What to produce: List every line of the listing below that contains the string "tree", treating uppercase and lowercase letters as distinct.
>>>
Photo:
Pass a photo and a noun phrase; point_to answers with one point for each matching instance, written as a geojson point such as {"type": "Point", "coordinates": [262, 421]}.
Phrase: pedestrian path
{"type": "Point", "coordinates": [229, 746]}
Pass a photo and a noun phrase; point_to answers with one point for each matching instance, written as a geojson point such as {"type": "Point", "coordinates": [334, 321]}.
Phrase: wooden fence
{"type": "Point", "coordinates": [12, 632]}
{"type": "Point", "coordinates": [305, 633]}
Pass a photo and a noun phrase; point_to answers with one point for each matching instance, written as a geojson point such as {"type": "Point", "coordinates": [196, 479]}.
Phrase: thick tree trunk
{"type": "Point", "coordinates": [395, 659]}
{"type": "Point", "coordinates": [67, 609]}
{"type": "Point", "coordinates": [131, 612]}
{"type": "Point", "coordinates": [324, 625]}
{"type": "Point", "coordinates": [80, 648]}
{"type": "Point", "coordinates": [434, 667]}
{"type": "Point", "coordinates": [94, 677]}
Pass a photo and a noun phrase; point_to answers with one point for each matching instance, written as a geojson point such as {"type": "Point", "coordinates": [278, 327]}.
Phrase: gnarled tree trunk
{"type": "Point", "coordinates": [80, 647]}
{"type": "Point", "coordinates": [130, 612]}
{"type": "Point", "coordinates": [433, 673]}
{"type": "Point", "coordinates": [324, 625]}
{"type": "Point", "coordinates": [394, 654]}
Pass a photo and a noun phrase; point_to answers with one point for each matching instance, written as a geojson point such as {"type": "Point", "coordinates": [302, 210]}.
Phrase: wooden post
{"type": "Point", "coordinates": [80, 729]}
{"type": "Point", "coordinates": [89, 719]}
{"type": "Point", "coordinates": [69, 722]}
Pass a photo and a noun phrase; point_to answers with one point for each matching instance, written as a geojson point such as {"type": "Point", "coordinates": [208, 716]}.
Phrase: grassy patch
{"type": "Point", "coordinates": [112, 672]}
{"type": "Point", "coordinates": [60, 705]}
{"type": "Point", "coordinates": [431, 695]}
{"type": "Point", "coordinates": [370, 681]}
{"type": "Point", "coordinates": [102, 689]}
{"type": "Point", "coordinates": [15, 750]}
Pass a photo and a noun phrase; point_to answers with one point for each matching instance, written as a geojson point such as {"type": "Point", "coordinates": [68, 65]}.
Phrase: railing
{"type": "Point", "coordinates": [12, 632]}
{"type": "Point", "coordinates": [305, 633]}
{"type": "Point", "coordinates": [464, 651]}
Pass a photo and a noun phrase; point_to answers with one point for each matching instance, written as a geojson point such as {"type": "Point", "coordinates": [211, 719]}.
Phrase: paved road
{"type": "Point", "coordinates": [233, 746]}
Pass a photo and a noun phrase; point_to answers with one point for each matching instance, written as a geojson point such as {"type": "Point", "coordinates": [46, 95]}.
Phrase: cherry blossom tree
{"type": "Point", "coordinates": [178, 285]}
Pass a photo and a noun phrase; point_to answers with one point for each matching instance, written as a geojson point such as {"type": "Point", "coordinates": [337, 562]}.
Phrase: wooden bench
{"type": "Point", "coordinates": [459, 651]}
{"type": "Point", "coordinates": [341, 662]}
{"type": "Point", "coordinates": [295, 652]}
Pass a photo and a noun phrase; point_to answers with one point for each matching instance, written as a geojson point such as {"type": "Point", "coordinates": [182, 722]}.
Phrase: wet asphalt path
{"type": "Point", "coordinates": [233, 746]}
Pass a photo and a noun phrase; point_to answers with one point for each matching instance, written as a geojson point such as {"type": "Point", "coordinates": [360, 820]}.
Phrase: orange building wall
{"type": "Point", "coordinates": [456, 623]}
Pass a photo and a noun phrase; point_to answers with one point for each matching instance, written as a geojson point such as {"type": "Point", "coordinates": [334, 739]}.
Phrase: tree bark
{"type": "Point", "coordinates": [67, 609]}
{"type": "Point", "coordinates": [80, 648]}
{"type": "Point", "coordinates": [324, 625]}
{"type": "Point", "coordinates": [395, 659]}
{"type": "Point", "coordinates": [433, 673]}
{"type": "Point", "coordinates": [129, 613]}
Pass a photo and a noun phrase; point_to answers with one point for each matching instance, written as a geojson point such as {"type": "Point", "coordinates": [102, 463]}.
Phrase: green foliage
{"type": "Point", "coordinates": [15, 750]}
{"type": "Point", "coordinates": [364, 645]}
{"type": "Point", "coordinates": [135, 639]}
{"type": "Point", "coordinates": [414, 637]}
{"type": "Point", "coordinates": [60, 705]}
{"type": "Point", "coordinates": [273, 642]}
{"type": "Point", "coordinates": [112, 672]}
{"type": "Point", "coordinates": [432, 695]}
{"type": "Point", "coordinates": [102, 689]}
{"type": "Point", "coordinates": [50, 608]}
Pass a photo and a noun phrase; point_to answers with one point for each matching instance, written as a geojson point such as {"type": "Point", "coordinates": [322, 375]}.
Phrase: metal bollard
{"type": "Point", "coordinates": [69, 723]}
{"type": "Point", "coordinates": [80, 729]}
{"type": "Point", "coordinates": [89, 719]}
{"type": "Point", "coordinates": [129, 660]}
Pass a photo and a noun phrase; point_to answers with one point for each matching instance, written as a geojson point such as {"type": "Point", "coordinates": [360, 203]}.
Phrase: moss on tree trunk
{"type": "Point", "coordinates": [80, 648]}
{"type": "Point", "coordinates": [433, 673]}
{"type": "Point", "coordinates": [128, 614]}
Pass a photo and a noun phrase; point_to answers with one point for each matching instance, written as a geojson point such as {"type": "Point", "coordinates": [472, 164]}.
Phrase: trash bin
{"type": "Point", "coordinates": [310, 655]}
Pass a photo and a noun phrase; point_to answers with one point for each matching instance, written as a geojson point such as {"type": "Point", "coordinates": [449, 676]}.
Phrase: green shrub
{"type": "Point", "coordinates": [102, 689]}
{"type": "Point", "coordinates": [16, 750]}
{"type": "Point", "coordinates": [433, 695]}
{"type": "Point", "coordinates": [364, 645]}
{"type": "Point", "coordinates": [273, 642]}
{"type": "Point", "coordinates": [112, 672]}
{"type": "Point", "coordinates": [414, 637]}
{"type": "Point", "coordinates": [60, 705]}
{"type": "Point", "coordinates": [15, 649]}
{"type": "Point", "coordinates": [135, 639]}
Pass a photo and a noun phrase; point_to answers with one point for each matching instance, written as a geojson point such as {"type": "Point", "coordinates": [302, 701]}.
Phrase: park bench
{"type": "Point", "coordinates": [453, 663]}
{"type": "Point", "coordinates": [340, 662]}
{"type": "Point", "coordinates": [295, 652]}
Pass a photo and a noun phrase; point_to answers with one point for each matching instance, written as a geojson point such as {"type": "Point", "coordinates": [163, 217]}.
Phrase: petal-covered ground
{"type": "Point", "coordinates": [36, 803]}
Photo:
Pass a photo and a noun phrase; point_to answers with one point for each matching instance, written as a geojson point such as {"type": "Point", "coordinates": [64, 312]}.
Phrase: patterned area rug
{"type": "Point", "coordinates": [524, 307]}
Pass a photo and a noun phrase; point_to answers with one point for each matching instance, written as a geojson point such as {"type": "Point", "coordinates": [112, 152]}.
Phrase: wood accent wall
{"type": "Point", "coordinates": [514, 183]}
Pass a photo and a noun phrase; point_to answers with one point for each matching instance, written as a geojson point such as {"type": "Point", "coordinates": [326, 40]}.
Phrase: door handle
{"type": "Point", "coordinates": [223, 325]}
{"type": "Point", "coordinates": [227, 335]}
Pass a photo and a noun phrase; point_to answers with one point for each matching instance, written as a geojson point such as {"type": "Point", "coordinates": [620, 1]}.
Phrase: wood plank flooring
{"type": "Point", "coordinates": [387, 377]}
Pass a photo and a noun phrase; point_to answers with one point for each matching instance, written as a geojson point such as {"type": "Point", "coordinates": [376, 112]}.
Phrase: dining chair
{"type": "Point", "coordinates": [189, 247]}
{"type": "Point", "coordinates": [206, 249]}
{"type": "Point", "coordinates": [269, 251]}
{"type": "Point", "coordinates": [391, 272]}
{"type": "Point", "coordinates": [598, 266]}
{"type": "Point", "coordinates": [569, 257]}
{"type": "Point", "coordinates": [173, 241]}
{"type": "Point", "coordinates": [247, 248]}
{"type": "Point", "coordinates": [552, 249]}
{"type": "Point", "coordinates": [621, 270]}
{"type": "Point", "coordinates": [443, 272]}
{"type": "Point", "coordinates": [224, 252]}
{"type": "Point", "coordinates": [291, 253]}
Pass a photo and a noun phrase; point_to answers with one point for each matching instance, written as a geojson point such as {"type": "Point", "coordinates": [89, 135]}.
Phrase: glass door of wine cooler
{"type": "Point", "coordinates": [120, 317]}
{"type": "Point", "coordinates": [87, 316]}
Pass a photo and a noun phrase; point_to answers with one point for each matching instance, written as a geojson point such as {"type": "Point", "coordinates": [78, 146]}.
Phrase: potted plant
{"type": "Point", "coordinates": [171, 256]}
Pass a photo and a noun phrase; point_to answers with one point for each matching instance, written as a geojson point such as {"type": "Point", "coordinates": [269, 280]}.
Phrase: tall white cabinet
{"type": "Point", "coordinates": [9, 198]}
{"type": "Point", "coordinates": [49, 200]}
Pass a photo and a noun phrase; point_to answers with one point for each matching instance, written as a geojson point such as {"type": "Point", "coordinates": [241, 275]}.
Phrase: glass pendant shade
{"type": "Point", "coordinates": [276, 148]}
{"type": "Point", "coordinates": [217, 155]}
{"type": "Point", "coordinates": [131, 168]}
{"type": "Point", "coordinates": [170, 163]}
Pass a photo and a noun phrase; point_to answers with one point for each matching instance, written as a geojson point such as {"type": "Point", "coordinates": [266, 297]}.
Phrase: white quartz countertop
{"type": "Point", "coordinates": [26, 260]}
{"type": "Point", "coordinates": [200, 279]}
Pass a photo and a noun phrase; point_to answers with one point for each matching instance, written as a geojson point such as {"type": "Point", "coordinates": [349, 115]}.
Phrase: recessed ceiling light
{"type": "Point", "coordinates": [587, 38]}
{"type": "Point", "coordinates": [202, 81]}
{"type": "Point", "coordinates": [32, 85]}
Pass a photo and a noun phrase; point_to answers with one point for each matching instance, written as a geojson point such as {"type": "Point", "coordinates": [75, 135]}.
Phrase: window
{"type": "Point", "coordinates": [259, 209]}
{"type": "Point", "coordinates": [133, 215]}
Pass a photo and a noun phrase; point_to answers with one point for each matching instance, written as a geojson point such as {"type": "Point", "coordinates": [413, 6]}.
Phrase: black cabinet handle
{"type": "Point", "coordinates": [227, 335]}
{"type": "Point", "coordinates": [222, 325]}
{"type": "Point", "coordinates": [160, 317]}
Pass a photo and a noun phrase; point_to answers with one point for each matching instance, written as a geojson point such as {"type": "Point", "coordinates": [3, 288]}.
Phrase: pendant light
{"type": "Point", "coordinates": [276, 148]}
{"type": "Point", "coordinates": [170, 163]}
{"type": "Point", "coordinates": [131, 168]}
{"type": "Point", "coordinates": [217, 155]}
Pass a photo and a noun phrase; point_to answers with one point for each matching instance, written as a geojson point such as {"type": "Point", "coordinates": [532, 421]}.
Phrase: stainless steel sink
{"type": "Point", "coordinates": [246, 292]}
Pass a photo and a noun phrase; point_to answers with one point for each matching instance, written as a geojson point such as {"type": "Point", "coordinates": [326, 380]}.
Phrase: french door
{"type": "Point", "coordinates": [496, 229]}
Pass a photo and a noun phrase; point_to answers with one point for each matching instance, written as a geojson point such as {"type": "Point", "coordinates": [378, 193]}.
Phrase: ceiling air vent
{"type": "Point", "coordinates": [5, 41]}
<<<
Exercise output:
Phrase: thick tree trunk
Phrase: gnarled tree trunk
Phrase: cherry blossom tree
Phrase: tree bark
Phrase: moss on tree trunk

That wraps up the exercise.